BRANDON: What prompted you to move from the acoustic violin to the electronic?
ANDERSON: Well at the same point I moved my voice from acoustic to electronic, I moved everything to some kind of blend of acoustic and electronic. Probably I like that best – because it refers to a lot of things that the songs and stories are about: how people relate to machines. If the instrument is both [electronic and acoustic] it reinforces that idea.
BRANDON: You seem to be incredibly comfortable in this time
ANDERSON: (Laughter) What twelve-thirty on Sunday?
BRANDON: (Laughter) No, in this era. You appear to] have your finger on the pulse of the time in a sense. You have reasonably broad public appeal.
ANDERSON: Well, I try to jump out of time; I mean I try to understand it. A lot of things I’ve written lately are about that – about a sense of time and trying to slow it. I like to try and see what very ancient things look and sound like when they are put in a totally different context.
For example – the score that I’m working on now for SWIMMING TO CAMBODIA (a film of Spalding Grey’s monologues directed by Jonathan Demme) jumps around a lot in time too. [The narrative says a lot] about the sixties – Kent State and politics and things that are just starting to become issues again. One of the choices I made early in the writing of that was just never to use any Cambodian or Vietnamese instruments or any sounds [typically associated with that culture] like little bells and things. Instead [I chose to] use bagpipes, accordion and things that are from completely another culture.

□ □ □ □

● Work to complete:
- A) Reproduce the lines of the records below, from the line holding "Q: Mark a point on every instance of the shadow" through the last line of the records, inclusive.
- B) Carry on the interview about blending acoustic and electronic sound, picking up after its final sentence.

● Material supplied:
□ □ □ □

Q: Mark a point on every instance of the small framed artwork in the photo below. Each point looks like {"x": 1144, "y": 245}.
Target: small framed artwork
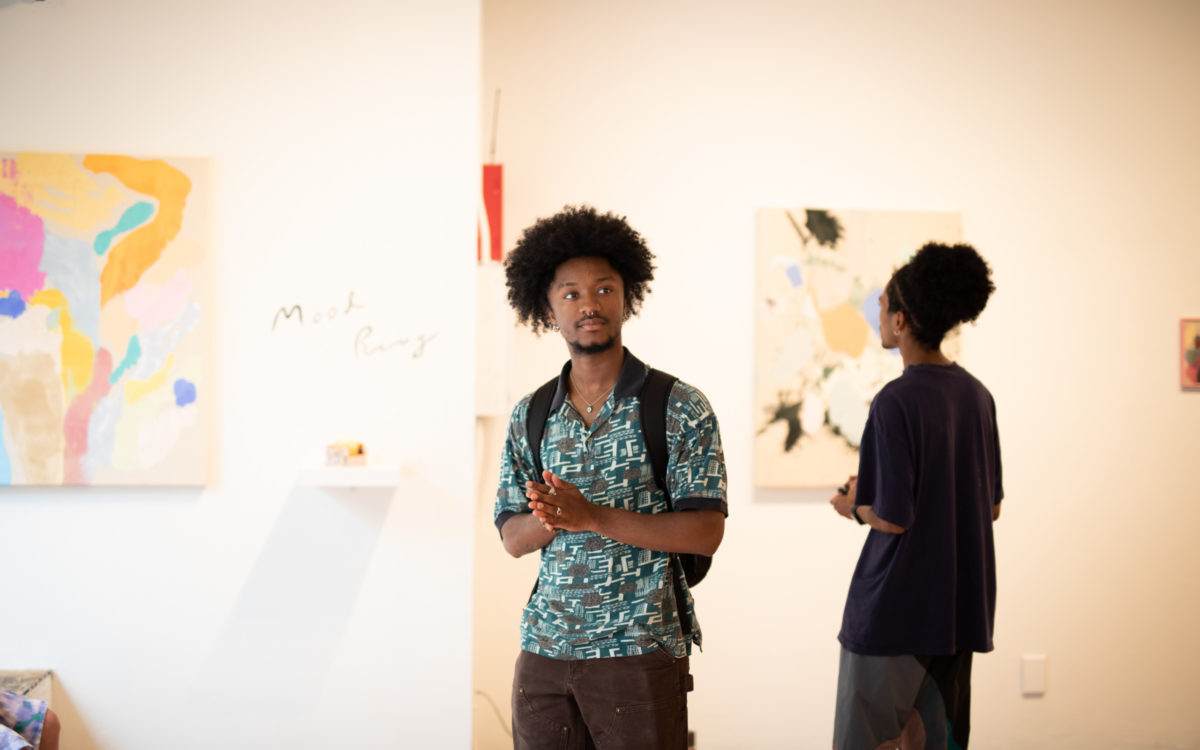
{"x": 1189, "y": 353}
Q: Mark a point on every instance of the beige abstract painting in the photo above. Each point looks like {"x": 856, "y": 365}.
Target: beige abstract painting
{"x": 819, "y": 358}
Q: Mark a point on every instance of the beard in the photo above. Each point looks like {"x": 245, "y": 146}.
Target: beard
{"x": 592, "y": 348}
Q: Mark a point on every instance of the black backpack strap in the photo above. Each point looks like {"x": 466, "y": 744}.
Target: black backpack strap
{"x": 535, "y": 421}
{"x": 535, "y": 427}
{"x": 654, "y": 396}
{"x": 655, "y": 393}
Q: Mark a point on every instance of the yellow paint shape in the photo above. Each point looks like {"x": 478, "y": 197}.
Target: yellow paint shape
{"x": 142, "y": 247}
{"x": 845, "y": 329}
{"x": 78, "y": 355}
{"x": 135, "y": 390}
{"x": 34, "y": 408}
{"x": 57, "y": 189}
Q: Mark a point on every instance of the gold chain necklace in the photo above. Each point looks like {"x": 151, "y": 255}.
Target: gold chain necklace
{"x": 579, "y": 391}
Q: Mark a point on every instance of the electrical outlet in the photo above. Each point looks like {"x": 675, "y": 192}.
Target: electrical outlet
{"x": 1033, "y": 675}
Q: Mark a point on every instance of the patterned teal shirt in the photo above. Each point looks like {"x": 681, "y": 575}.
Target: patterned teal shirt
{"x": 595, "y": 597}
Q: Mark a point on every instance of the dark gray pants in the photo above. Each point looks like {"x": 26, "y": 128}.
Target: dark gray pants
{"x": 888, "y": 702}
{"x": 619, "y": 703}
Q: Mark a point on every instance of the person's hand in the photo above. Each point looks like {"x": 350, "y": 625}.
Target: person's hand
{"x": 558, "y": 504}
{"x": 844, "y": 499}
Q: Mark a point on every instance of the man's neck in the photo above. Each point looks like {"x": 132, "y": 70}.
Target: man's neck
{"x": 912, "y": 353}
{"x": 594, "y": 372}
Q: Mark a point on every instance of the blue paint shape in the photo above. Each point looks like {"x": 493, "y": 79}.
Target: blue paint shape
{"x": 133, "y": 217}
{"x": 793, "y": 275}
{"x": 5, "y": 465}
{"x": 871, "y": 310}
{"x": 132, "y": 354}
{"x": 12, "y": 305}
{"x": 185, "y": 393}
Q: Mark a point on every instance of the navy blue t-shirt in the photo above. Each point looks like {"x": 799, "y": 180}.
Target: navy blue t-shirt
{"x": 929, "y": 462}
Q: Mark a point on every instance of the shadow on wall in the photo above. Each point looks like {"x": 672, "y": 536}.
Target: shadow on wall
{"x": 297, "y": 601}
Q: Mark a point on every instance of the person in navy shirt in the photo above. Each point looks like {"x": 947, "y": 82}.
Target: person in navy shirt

□ □ □ □

● Answers to each task:
- A)
Q: Mark a point on every instance of the shadow on wall in the photo above. Each point looks like {"x": 672, "y": 536}.
Target: shadow on wall
{"x": 297, "y": 601}
Q: Mark a point on every instance of the person in navy shirt in the photo above. Each point looks like {"x": 947, "y": 82}.
Target: person in navy shirt

- B)
The point is cultural imperialism and that’s how we’ve been exporting it – electronically. I mean we’re not the British – we did not send our culture out on little ships and ocean waves. We used the airwaves, radio and television to export our culture and to invade and of course it’s a much more insidious invasion that way to get people singing our songs, buying our products.
BRANDON: Which leads me to ask you about THE UNITED STATES performance piece. I understand you started out doing that as a way of answering a lot of questions.
ANDERSON: Yeah. It’s from working in Europe – Paris, which is where I worked before I worked in the United States. I spent a lot of time at dinner parties – this was in ‘ 75 ’76 ’77 ’78 – [with] people going ‘how can you live in a place like that?’ I needed an answer; I needed a way to explain it. And it turned out to be a very long answer. It wasn’t really an answer, just a series of answers. And now [that I live and work in the US] there is a whole different set of questions about what it means to live here. It’s really changed quite a lot. And trying to understand that change is something that’s beginning to be fascinating to me.
BRANDON: In what ways?
ANDERSON: I suppose finally realizing the impact that television is having on people, what that really is doing to them. Because I’m so easily hypnotized – I can watch anything; I can’t turn it off. So I’m trying to understand that psychological state.
BRANDON: The voice you use often in your performance work the [your voice electronically altered] as the voice of a man . . . what’s your purpose with that?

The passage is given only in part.